[Recorded data]
--------------------------------------------------

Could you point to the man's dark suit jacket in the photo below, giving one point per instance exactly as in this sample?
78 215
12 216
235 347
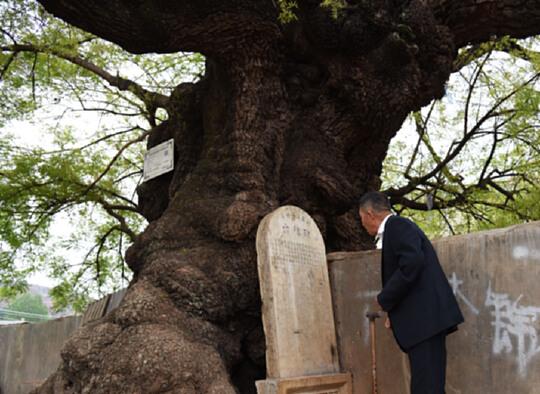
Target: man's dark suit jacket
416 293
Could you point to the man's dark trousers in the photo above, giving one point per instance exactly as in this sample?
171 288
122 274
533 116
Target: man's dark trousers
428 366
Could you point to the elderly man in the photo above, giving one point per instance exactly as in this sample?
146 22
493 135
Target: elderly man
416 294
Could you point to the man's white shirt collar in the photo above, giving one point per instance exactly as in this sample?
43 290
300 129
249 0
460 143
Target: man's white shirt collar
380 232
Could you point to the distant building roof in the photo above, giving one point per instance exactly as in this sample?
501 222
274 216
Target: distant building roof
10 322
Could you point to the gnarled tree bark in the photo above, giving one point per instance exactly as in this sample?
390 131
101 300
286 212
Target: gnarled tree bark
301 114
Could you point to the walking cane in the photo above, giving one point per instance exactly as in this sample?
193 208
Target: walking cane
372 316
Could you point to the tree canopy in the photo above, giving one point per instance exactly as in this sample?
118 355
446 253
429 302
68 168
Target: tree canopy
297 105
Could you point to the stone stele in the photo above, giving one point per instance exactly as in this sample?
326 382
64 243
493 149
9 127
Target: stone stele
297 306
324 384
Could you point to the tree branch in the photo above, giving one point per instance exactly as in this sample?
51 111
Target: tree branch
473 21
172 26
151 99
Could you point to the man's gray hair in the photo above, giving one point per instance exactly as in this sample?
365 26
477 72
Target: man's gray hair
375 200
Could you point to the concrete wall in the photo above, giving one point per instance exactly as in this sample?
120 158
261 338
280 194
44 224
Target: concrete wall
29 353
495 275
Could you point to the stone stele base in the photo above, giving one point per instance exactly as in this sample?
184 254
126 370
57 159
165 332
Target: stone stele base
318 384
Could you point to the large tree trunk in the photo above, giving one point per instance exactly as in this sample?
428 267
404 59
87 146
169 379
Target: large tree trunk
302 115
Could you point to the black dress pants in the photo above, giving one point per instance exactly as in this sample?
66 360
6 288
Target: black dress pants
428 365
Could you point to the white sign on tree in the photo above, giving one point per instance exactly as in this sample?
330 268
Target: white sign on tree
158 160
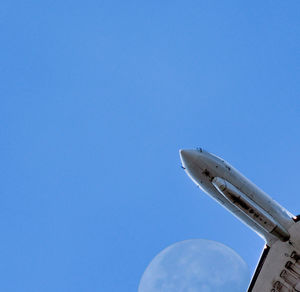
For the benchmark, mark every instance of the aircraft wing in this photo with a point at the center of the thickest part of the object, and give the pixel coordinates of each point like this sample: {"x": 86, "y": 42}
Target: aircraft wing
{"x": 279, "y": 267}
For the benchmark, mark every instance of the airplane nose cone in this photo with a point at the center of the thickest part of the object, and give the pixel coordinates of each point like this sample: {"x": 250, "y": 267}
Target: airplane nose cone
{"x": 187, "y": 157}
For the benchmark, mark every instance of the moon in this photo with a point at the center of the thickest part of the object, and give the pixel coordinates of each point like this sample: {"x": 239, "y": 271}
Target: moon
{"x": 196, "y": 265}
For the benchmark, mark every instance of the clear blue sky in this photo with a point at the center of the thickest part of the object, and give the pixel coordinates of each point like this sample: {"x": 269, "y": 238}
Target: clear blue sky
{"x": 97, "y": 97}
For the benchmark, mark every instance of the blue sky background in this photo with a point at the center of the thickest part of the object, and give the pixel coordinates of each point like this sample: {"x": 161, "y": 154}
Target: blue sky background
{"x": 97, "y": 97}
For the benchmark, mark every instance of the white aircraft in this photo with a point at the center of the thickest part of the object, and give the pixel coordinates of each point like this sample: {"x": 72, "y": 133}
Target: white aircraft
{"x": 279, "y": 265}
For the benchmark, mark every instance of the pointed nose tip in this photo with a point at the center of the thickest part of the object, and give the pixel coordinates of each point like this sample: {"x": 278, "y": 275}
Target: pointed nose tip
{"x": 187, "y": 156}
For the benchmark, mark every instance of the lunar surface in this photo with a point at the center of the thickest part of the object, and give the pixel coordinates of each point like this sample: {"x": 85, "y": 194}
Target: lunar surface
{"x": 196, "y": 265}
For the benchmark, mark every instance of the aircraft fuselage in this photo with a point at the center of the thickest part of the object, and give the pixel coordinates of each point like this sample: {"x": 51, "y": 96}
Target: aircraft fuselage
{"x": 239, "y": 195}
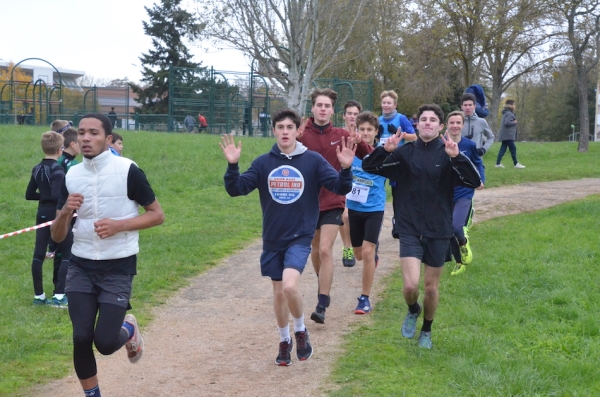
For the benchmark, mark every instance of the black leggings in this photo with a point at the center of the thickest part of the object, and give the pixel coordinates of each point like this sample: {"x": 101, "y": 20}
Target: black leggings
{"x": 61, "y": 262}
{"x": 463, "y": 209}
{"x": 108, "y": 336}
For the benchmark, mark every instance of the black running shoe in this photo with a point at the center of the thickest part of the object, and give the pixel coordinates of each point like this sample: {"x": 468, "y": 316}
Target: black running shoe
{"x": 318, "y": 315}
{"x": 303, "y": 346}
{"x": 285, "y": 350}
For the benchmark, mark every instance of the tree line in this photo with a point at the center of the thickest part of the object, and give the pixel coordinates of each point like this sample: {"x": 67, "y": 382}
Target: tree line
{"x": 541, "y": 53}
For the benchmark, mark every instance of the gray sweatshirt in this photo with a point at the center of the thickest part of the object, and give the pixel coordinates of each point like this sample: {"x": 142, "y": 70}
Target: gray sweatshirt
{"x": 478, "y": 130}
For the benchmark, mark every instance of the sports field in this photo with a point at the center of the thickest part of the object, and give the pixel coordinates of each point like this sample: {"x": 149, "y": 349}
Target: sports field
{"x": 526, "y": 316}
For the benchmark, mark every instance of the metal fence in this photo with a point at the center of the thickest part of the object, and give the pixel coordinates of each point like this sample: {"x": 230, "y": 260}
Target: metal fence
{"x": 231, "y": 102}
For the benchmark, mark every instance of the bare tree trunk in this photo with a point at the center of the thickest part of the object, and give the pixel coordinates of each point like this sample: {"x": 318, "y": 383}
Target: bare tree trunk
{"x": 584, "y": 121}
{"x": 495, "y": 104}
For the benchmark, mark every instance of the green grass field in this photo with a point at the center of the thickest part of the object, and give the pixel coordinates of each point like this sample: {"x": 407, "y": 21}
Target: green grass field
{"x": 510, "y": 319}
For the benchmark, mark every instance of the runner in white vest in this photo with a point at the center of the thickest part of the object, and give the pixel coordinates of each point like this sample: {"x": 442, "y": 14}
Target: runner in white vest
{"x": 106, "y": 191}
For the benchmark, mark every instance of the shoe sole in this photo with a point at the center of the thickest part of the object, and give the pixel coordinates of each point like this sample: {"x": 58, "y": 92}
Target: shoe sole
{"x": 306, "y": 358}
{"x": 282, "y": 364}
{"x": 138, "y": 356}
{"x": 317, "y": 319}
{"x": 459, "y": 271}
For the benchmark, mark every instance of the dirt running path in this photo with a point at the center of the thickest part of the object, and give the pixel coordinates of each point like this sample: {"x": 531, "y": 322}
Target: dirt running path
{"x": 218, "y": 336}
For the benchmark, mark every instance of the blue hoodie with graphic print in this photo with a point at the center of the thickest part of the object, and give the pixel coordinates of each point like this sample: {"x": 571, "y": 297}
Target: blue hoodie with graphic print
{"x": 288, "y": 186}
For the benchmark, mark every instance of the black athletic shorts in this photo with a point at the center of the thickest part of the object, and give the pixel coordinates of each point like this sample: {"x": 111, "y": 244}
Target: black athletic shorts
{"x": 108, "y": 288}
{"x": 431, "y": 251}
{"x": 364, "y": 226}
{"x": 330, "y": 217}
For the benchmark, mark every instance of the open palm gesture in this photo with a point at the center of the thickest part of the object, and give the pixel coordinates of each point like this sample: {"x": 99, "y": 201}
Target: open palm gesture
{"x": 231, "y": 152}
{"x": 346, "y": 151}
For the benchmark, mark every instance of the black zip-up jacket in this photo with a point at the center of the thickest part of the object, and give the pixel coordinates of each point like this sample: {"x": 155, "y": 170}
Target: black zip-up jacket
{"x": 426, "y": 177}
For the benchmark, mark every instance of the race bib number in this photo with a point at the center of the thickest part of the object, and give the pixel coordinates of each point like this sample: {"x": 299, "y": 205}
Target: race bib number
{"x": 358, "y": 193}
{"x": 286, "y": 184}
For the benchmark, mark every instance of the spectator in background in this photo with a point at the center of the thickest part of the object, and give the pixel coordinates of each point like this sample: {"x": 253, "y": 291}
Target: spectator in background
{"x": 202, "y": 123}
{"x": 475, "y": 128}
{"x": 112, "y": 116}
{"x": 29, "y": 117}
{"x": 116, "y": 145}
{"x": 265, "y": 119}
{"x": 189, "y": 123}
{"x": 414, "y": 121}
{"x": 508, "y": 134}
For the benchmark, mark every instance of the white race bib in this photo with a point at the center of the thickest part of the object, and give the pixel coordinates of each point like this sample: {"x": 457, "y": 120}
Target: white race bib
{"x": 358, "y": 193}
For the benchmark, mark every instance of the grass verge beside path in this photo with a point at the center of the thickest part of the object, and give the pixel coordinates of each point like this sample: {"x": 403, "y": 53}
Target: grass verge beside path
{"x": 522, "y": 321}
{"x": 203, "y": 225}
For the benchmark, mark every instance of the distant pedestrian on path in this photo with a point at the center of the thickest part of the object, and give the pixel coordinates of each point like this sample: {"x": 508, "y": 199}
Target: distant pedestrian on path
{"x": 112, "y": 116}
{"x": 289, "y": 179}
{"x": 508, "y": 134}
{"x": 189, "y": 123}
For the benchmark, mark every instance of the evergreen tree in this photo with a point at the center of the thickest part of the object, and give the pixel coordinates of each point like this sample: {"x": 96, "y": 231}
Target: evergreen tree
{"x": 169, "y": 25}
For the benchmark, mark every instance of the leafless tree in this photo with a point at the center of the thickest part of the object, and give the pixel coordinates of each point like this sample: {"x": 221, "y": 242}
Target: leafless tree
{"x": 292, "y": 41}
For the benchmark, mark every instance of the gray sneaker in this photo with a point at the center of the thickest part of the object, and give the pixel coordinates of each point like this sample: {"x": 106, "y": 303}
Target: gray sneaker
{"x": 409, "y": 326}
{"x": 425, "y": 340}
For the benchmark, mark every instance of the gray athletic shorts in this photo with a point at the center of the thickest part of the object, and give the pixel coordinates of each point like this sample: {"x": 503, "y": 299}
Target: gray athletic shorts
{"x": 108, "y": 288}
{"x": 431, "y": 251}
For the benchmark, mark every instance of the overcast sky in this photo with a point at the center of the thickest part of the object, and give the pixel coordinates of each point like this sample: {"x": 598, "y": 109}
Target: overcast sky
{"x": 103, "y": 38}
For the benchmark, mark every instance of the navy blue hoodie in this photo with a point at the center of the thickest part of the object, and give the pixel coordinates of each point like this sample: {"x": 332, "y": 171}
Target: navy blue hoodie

--------------------------------------------------

**EXERCISE PROMPT**
Return the line that contains "For the benchmark, mark every instance of the leafless" and all lines after it, verbatim, and nothing else.

**RESPONSE**
For the benchmark, mark every instance of the leafless tree in this photo with a point at the center of the thickest part of the object, and give the pixel coordinates of each point like this sample: {"x": 221, "y": 242}
Target: leafless tree
{"x": 292, "y": 41}
For the benchmark, mark every instance of the gray sneaker in this photo with a point at the center of the thickest part of the object, and give the pixel coordinates of each point like this sample: {"x": 106, "y": 303}
Target: gray sneaker
{"x": 409, "y": 326}
{"x": 425, "y": 340}
For the benchmark, mark every instance of the gray athletic shorts in this photo with a point at the center of the thickest part of the object, and give the pixel coordinates of each point like this sample: {"x": 503, "y": 299}
Target: gray athletic shorts
{"x": 108, "y": 288}
{"x": 431, "y": 251}
For the benchmark, mark every instance of the overcast sky in this photo with a point at the center of the thickest part of the object, and give the pixel coordinates of each point like this sample: {"x": 598, "y": 109}
Target: overcast sky
{"x": 103, "y": 38}
For the benchmark, mark every instance of the navy blue hoodie in this photo with a point at the center of the thickest part of the object, and give the pixel coordinates of each point like this sample: {"x": 332, "y": 171}
Target: navy blue hoodie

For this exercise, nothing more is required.